**GIVEN TEXT:**
President Biden on Monday marked the fourth anniversary of the mass shooting at Marjory Stoneman Douglas High School by calling on Congress to pass gun-control legislation.
But there seems little if any chance his calls will be answered.
Democratic lawmakers are showing little appetite for tackling the controversial issue ahead of the 2022 midterm elections, exasperating activists frustrated over the lack of action at a time when Democrats control the White House and both branches of Congress after 10 years of Republican or split control of Congress.
Negotiations between Sen. Chris Murphy (D-Conn.) and Sen. John Cornyn (R-Texas) stalled out over the summer, and there’s been little to no talk in the Senate Democratic Caucus about picking up two gun control bills that passed the House in March.
Igor Volsky, the co-founder of Guns Down America, said that Senate Majority Leader Charles Schumer (D-N.Y.) promised anti-gun violence groups the Senate would vote on background checks legislation in the summer of 2021, but the bills didn’t make it to the floor.
“We’ve been promised by Senate Majority Leader Schumer as far back as March, April that there would be a vote during the summer, then it got pushed back even further. They’re using this familiar playbook of making all kinds of promises during the campaign and then fail to deliver anything when they’re in power,” Volsky said.

**WHAT IS ASKED:**
1. Translate this sentence from the gun-control article into Spanish: "But there seems little if any chance his calls will be answered."
2. According to the gun-control article, why are activists exasperated with Democratic lawmakers? Answer in one to three sentences.
3. Please print the passage of the gun-control article starting at "But there seems" and ending at "to the floor.".
The data that comes next has nothing to do with the gun-control article.

**RAW RECORDS:**
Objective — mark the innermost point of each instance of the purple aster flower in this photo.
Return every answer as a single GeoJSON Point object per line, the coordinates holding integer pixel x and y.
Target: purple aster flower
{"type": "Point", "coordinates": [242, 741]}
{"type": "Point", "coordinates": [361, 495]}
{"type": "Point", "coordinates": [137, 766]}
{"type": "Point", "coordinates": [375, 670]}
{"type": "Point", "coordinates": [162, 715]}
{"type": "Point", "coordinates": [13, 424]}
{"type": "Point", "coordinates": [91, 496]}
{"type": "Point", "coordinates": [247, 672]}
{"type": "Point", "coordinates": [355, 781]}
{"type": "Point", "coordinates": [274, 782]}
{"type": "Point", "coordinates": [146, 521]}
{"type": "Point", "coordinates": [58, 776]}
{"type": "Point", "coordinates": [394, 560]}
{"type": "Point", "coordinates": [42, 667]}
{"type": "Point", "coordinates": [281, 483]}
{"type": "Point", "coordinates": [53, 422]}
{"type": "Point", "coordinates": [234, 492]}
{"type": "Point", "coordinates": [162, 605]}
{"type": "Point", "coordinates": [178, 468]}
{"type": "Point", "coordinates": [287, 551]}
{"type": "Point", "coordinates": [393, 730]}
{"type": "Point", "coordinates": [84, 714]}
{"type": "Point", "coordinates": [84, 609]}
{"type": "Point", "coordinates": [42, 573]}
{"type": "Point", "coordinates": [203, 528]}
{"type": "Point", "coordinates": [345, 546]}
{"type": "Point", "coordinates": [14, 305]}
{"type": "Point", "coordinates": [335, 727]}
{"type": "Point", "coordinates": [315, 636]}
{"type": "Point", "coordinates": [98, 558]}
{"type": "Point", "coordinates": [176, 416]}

**RESULTS BY TASK:**
1. Pero parece haber poca o ninguna posibilidad de que sus llamados sean atendidos.

2. Activists are frustrated that nothing has been done on gun control even though Democrats now control the White House and both branches of Congress. This follows 10 years of Republican or split control of Congress.

3.
But there seems little if any chance his calls will be answered.
Democratic lawmakers are showing little appetite for tackling the controversial issue ahead of the 2022 midterm elections, exasperating activists frustrated over the lack of action at a time when Democrats control the White House and both branches of Congress after 10 years of Republican or split control of Congress.
Negotiations between Sen. Chris Murphy (D-Conn.) and Sen. John Cornyn (R-Texas) stalled out over the summer, and there’s been little to no talk in the Senate Democratic Caucus about picking up two gun control bills that passed the House in March.
Igor Volsky, the co-founder of Guns Down America, said that Senate Majority Leader Charles Schumer (D-N.Y.) promised anti-gun violence groups the Senate would vote on background checks legislation in the summer of 2021, but the bills didn’t make it to the floor.